● **Exercise**: Without the images, write out all of the following entries exactly.
--
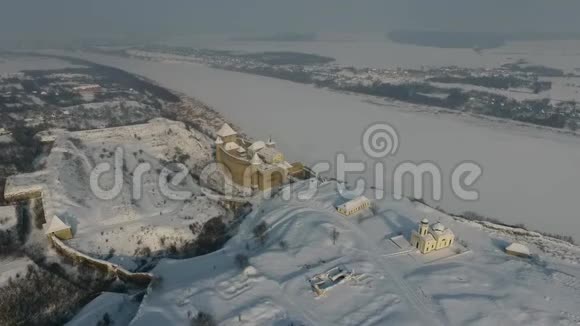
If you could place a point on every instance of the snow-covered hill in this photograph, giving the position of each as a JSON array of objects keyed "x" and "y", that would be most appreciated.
[
  {"x": 126, "y": 224},
  {"x": 391, "y": 283}
]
--
● **Solution to the problem**:
If you could place a point on every instance of the snow-covered hill in this photograph, giving the position of each as a JSON array of objects keyed "x" and "y", that would be most appreciated.
[
  {"x": 126, "y": 224},
  {"x": 391, "y": 283}
]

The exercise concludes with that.